## Exercise task
Report each line below that contains the word "concrete", copying it in full. Case counts when matching.

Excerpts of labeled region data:

# # # # # # #

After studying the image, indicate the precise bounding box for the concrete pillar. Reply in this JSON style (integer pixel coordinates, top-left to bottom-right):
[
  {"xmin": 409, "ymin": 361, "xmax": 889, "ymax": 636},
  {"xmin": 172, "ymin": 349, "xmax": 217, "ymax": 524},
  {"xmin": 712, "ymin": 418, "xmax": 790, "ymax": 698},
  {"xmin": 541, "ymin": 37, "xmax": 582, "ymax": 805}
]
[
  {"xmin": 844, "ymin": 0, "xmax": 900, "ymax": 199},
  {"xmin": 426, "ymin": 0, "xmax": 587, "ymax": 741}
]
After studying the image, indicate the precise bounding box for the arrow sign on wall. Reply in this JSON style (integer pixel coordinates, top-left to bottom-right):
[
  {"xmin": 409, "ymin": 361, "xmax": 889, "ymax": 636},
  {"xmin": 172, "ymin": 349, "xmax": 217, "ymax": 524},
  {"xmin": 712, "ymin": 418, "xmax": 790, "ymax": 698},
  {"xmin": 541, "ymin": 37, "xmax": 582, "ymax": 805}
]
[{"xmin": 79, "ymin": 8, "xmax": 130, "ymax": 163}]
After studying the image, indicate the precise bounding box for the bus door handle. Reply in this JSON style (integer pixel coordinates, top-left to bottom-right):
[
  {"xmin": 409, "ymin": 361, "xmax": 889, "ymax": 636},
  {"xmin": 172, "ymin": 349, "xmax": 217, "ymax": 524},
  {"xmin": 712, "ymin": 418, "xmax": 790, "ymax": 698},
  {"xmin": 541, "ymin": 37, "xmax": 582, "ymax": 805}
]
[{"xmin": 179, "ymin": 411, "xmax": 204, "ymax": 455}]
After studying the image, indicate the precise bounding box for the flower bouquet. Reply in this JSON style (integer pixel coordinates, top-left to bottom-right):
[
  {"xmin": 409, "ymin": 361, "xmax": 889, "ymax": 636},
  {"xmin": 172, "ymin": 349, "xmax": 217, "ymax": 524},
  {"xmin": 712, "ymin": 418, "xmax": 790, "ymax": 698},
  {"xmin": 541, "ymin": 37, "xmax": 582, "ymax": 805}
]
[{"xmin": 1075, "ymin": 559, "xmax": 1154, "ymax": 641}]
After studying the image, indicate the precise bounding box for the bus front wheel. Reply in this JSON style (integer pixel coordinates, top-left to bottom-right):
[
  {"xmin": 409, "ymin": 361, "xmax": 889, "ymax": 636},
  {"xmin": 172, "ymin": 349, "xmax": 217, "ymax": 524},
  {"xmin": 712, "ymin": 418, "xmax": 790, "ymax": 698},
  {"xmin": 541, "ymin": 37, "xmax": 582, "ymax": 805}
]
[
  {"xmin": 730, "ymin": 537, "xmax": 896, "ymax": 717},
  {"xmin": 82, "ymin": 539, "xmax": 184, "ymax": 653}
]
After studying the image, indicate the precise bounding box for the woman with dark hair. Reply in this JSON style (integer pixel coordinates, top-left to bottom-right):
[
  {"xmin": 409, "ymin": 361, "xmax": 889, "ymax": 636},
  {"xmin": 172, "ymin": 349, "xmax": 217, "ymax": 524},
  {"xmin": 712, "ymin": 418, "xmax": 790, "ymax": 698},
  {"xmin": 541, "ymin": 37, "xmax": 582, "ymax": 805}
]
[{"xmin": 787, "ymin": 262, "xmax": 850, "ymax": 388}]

# # # # # # #

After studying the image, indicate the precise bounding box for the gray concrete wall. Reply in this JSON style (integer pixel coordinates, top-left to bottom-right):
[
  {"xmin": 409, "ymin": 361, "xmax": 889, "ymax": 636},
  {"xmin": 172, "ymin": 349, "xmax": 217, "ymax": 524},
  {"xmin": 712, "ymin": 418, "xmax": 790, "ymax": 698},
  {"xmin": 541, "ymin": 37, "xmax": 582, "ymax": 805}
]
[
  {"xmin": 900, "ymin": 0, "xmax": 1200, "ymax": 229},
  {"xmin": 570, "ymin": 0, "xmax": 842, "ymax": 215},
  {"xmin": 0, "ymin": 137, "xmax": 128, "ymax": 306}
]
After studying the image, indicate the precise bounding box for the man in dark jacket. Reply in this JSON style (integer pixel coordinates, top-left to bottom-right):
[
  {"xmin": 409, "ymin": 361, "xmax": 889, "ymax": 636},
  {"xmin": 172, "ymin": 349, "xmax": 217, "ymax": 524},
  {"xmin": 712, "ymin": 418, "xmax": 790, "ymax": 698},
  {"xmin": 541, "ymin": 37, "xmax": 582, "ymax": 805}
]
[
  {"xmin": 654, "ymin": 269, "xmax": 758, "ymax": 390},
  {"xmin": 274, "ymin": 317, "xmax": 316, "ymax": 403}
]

# # # # # # #

## Response to the exercise
After studying the image, indicate the precise bounding box for the concrete pillar. Reply in this JSON style (integer pixel coordinates, top-left to bottom-right):
After studying the image, indicate the precise bounding box for the gray concrete wall. Reply in this JSON style (integer pixel coordinates, top-left to bottom-right):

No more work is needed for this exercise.